# ENTRIES SUPPLIED:
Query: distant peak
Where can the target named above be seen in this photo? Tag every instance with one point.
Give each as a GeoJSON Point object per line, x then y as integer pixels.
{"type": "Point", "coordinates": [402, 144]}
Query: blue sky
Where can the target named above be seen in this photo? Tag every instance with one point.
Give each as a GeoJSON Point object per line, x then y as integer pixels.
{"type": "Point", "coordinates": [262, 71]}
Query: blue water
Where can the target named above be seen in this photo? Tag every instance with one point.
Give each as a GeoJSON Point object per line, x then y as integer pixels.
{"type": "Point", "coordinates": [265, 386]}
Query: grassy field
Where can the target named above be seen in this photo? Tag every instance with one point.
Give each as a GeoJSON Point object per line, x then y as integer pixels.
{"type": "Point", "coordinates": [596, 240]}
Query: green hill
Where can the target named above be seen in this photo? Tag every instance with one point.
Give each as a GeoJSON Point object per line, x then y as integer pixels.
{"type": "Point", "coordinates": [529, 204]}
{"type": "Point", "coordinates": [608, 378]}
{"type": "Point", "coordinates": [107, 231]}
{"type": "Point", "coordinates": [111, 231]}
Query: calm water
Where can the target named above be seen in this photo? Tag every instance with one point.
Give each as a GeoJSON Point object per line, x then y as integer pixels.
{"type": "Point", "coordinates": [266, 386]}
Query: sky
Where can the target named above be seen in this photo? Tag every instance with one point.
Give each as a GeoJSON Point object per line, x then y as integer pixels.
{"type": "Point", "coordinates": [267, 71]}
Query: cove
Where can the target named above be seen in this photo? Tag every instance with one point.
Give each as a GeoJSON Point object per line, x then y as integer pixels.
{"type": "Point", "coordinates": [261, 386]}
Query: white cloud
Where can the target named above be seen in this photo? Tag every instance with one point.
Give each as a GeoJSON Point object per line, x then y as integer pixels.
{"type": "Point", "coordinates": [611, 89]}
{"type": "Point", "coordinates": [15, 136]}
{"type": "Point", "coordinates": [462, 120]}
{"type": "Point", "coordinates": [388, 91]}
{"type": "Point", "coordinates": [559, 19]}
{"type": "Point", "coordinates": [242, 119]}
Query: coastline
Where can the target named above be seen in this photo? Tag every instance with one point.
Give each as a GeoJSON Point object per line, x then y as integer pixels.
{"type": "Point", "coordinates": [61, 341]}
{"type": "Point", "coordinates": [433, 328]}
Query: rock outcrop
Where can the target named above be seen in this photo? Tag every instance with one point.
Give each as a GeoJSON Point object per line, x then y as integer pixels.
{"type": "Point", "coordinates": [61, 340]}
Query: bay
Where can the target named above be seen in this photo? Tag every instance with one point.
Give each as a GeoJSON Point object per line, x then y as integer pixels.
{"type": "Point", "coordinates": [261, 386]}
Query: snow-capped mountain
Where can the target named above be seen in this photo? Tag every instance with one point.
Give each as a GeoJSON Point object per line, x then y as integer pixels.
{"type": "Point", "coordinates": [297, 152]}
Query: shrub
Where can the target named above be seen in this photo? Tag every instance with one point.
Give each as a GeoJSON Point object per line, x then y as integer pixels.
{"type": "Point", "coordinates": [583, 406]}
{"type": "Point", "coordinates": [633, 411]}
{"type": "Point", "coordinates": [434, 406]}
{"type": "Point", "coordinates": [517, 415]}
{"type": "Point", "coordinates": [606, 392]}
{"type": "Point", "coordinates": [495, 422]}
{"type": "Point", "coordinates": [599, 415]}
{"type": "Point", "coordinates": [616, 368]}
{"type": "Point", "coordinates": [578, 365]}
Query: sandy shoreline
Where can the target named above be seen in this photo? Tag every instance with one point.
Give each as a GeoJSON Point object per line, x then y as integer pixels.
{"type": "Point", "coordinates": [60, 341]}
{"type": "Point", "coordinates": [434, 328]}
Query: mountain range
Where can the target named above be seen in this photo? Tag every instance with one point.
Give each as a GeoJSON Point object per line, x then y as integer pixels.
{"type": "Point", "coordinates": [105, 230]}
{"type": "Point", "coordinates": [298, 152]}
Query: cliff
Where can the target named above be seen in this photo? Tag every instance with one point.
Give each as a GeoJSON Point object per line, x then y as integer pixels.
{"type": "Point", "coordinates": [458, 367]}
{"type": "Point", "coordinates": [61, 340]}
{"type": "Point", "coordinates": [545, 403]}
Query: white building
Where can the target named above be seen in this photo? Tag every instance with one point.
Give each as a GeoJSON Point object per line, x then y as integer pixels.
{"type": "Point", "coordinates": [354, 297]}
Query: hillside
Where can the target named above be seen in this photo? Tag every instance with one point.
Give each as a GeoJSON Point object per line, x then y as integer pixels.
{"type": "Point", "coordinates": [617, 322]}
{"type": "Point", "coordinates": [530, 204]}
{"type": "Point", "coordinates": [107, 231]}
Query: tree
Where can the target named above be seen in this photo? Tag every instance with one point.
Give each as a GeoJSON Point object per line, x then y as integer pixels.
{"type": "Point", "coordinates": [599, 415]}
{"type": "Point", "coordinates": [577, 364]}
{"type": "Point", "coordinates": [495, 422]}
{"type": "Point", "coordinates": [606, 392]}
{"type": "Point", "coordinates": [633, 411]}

# WHAT YOU WILL DO:
Every line above should be written out again exactly as it stands.

# SOLUTION TO THE EXERCISE:
Query: distant peak
Where can the target named above be seen in this photo? Tag every instance with one point.
Give each as a GeoJSON Point object per line, x then y as integer pixels.
{"type": "Point", "coordinates": [402, 144]}
Query: blue sky
Where can the target named above be seen in this photo? Tag every instance with one point.
Give each as a GeoJSON Point object per line, x then y as integer pixels.
{"type": "Point", "coordinates": [262, 71]}
Query: blue water
Where can the target named above be seen in this photo? Tag every instance with one point.
Give each as a GeoJSON Point object per line, x then y as integer pixels.
{"type": "Point", "coordinates": [265, 386]}
Query: grassy field
Where can the target named above be seen in this photo? Tag every instance with one point.
Give each as a GeoJSON Point object per line, x then y as integer pixels.
{"type": "Point", "coordinates": [596, 240]}
Query: green hill
Where can the target named above be seen in this photo? Tag every instance with one point.
Give each as a GeoJSON Point object per line, x then y as integer pixels.
{"type": "Point", "coordinates": [529, 204]}
{"type": "Point", "coordinates": [608, 378]}
{"type": "Point", "coordinates": [107, 231]}
{"type": "Point", "coordinates": [111, 231]}
Query: calm water
Where can the target named above be seen in this photo? Tag every instance with one point.
Give each as a GeoJSON Point object per line, x then y as integer pixels.
{"type": "Point", "coordinates": [266, 386]}
Query: sky
Where can the target named above be seen in this photo? Tag every instance with one point.
Give each as a GeoJSON Point object per line, x then y as integer pixels.
{"type": "Point", "coordinates": [267, 71]}
Query: cove
Where can the target named above be seen in this photo? Tag every instance with one point.
Give each as a GeoJSON Point object per line, x then y as integer pixels.
{"type": "Point", "coordinates": [261, 386]}
Query: white cloud
Where can the target named above be seen in this photo? Tag every instance with one point.
Give each as a GeoJSON Point object per line, x then y as integer pixels.
{"type": "Point", "coordinates": [611, 89]}
{"type": "Point", "coordinates": [15, 136]}
{"type": "Point", "coordinates": [462, 120]}
{"type": "Point", "coordinates": [388, 91]}
{"type": "Point", "coordinates": [559, 19]}
{"type": "Point", "coordinates": [242, 119]}
Query: coastline
Where can the target named above be seen in this photo? Tag every instance with one point.
Give each as a GeoJSON Point object per line, x then y as integer pixels.
{"type": "Point", "coordinates": [61, 341]}
{"type": "Point", "coordinates": [433, 328]}
Query: rock outcrop
Where can the target named above be seen in this photo? Tag every instance with one point.
Give each as a GeoJSON Point object per line, x then y as integer pixels.
{"type": "Point", "coordinates": [61, 340]}
Query: bay
Where can the target named above be seen in this photo? Tag every instance with one point.
Give each as a GeoJSON Point object per line, x then y as integer pixels.
{"type": "Point", "coordinates": [261, 386]}
Query: snow-capped mountain
Where can the target named above be seen in this photo? Tag every instance with one point.
Give each as a GeoJSON Point object per line, x then y as integer pixels.
{"type": "Point", "coordinates": [297, 152]}
Query: shrub
Where can the target named above be seen in this photo? Tag every instance with one point.
Give each as a GeoJSON Point object per line, x then y as integer pixels.
{"type": "Point", "coordinates": [583, 406]}
{"type": "Point", "coordinates": [633, 411]}
{"type": "Point", "coordinates": [434, 406]}
{"type": "Point", "coordinates": [517, 415]}
{"type": "Point", "coordinates": [606, 392]}
{"type": "Point", "coordinates": [495, 422]}
{"type": "Point", "coordinates": [599, 415]}
{"type": "Point", "coordinates": [616, 368]}
{"type": "Point", "coordinates": [578, 365]}
Query: sandy shoreline
Where can the target named above be seen in this photo? Tag every instance with one point.
Give each as a GeoJSON Point object per line, x then y as integer pixels.
{"type": "Point", "coordinates": [60, 341]}
{"type": "Point", "coordinates": [434, 328]}
Query: mountain range
Where can the target named above be seen in this photo? Tag every instance with one point.
Give each as a GeoJSON Point object per line, x then y as integer pixels.
{"type": "Point", "coordinates": [105, 230]}
{"type": "Point", "coordinates": [298, 152]}
Query: cliff
Where can the target named above be seen in this photo? Tag every instance with one point.
Give each as a GeoJSON Point object per line, x then y as integer pixels.
{"type": "Point", "coordinates": [458, 367]}
{"type": "Point", "coordinates": [61, 340]}
{"type": "Point", "coordinates": [545, 403]}
Query: white building
Where can the target named above be seen in this photo? Tag every instance with one point.
Give each as a GeoJSON Point object per line, x then y as integer pixels.
{"type": "Point", "coordinates": [354, 297]}
Query: hillside
Where can the target named above be seen in this photo? Tag every instance with one point.
Give each as a GeoJSON Point object per line, x then y as integer pixels.
{"type": "Point", "coordinates": [617, 322]}
{"type": "Point", "coordinates": [530, 204]}
{"type": "Point", "coordinates": [107, 231]}
Query: tree
Where can the target named above be seen in this photo? Tag every instance with one point.
Give each as a GeoJSON Point object per line, x then y as integer pixels.
{"type": "Point", "coordinates": [599, 415]}
{"type": "Point", "coordinates": [577, 364]}
{"type": "Point", "coordinates": [495, 422]}
{"type": "Point", "coordinates": [606, 392]}
{"type": "Point", "coordinates": [633, 411]}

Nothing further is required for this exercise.